Zu bearbeitende Aufgaben -
A) Beantworte die folgenden Fragen zum Text über Absagen:
(i) Aus welchem Land stammt die Studie?
(ii) Wie viele Befragte sind schon einer Einladung gefolgt, obwohl sie gar nicht wollten?
(iii) Wer arbeitet im Szenario der Experimente gerade in dem Restaurant?
B) Gib aus dem Text über Absagen alles von „Aus Angst vor“ bis hinunter zu „Reaktion unseres Gegenübers.“ wortgetreu wieder.

Aus Angst vor Ablehnung schrecken vielen Menschen davor zurück, eine Verabredung abzusagen, das zeigt eine Studie aus den USA. Dabei ist das Szenario, das wir uns in unserem Kopf ausmalen, oft viel schlimmer als die tatsächliche Reaktion unseres Gegenübers.

Ob eine Geburtstagsfeier, der Weihnachtsabend mit der Familie oder ein wirklich entspannter Abend mit Freund*innen – so gern wir auch Menschen treffen, manchmal geht es einfach nicht. Vielleicht wissen wir es lange im Vorhinein schon oder die Erkenntnis stellt sich erst kurzfristig ein: Eigentlich will und kann ich da nicht hin. Aber: Eigentlich kann ich da nicht absagen.

"Bei der Befragung haben mehr als drei Viertel der Leute gesagt, dass sie schon mal einer Einladung gefolgt sind, obwohl sie gar nicht wollten."
Anne Tepper, Deutschlandfunk Nova Wissensnachrichten

Die Angst vor dem Nein nehmen

Abhilfe könnten da vielleicht Experimente von Forschenden aus den USA schaffen. Sie haben sich damit beschäftigt, wie wir uns vorstellen, dass unsere Absagen ankommen und wie sie es tatsächlich tun. Dafür haben Teilnehmende einen Text mit folgendem Szenario zu lesen bekommen: Ein Freund oder eine Freundin hat dich eingeladen, abends in ein Restaurant mitzukommen, in dem gerade ein Promikoch arbeitet. Du findest die Idee cool, bist aber schon den ganzen Tag unterwegs gewesen und möchtest den Abend eigentlich nur noch auf dem Sofa verbringen.

Vorliegende Angaben -

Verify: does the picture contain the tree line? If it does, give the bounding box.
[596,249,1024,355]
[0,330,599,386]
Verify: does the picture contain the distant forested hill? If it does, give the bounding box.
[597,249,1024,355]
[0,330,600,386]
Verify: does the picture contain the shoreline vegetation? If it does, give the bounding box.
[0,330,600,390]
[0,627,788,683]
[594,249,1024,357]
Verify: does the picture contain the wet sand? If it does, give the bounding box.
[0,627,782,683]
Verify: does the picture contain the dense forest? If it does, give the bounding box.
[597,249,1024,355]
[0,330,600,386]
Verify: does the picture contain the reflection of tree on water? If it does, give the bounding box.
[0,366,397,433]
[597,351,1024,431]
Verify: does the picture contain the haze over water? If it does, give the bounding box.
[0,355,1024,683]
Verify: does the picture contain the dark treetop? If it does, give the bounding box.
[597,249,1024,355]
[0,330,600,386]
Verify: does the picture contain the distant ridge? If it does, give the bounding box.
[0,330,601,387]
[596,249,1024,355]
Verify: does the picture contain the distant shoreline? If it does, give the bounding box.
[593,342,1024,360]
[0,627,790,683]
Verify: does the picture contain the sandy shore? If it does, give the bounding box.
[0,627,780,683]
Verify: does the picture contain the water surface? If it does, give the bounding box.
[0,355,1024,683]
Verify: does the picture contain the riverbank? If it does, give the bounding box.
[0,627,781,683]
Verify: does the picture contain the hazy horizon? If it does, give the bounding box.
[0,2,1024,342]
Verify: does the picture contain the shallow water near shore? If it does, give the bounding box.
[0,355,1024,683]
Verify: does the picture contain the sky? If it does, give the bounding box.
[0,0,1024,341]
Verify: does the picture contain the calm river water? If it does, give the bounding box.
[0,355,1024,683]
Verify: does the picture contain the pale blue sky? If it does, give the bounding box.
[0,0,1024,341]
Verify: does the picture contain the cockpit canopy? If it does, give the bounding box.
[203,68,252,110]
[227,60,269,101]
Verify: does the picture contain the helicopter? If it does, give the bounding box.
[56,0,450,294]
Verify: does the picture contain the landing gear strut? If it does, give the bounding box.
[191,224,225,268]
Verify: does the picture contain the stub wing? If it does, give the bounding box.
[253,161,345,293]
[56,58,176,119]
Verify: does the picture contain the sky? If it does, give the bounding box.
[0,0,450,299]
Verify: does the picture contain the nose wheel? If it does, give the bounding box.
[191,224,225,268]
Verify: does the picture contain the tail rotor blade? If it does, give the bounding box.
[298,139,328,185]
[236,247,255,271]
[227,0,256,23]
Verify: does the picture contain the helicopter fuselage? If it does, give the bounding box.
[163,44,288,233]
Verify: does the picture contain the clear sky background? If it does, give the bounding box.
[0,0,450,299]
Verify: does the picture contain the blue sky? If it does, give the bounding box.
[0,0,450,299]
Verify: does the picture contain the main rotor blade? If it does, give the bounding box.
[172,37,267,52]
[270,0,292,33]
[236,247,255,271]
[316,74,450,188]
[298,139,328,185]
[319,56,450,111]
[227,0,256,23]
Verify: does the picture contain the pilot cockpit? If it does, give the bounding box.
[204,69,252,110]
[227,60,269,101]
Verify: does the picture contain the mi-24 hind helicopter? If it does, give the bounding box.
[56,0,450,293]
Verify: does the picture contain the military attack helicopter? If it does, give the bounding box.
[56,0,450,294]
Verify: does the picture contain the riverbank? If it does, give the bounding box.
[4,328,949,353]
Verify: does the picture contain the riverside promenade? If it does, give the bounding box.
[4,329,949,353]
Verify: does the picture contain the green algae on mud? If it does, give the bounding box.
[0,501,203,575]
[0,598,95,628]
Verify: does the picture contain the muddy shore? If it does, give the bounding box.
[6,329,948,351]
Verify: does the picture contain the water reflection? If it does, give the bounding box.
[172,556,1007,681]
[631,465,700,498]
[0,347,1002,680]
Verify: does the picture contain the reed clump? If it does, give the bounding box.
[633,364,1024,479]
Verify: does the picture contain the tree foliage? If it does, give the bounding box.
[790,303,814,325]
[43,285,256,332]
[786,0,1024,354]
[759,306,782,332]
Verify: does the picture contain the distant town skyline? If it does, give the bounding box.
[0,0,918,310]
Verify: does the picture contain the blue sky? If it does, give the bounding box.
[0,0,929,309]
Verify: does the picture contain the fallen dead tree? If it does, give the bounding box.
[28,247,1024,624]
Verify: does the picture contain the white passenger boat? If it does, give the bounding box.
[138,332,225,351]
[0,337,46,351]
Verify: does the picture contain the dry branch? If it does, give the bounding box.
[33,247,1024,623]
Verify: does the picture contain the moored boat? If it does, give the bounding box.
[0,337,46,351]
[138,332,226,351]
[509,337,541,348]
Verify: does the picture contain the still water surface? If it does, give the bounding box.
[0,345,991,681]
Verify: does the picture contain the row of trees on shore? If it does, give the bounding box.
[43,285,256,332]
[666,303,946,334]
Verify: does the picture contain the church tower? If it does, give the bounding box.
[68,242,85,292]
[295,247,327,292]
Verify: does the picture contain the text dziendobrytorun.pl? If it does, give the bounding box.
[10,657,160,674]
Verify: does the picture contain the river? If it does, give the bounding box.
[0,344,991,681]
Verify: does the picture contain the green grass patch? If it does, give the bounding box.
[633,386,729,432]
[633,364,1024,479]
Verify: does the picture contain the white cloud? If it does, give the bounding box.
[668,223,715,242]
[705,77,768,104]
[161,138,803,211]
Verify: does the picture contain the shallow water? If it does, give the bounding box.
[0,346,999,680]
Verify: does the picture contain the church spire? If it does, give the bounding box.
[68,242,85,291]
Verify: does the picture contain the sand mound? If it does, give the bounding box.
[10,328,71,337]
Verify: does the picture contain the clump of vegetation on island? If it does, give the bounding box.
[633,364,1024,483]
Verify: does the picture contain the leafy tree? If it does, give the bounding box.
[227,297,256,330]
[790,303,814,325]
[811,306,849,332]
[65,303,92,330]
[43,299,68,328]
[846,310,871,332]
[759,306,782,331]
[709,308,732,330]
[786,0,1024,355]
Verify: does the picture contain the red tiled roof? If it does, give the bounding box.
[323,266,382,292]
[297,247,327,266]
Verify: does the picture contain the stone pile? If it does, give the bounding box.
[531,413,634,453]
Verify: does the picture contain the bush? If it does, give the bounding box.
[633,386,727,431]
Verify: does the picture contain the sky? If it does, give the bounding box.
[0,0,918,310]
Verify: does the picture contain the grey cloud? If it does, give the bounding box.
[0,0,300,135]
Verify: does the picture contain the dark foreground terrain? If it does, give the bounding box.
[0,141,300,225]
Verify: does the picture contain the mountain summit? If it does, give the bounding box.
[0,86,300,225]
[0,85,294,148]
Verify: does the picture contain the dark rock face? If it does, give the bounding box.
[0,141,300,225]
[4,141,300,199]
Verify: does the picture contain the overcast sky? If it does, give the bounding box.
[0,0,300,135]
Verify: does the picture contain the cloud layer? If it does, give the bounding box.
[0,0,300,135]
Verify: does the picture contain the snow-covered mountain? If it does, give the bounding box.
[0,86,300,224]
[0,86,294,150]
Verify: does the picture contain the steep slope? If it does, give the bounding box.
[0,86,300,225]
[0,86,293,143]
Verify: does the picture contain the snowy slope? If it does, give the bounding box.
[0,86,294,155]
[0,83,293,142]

Lösungen -
A)
(i) Aus den USA.
(ii) Mehr als drei Viertel.
(iii) Ein Promikoch.

B)
Aus Angst vor Ablehnung schrecken vielen Menschen davor zurück, eine Verabredung abzusagen, das zeigt eine Studie aus den USA. Dabei ist das Szenario, das wir uns in unserem Kopf ausmalen, oft viel schlimmer als die tatsächliche Reaktion unseres Gegenübers.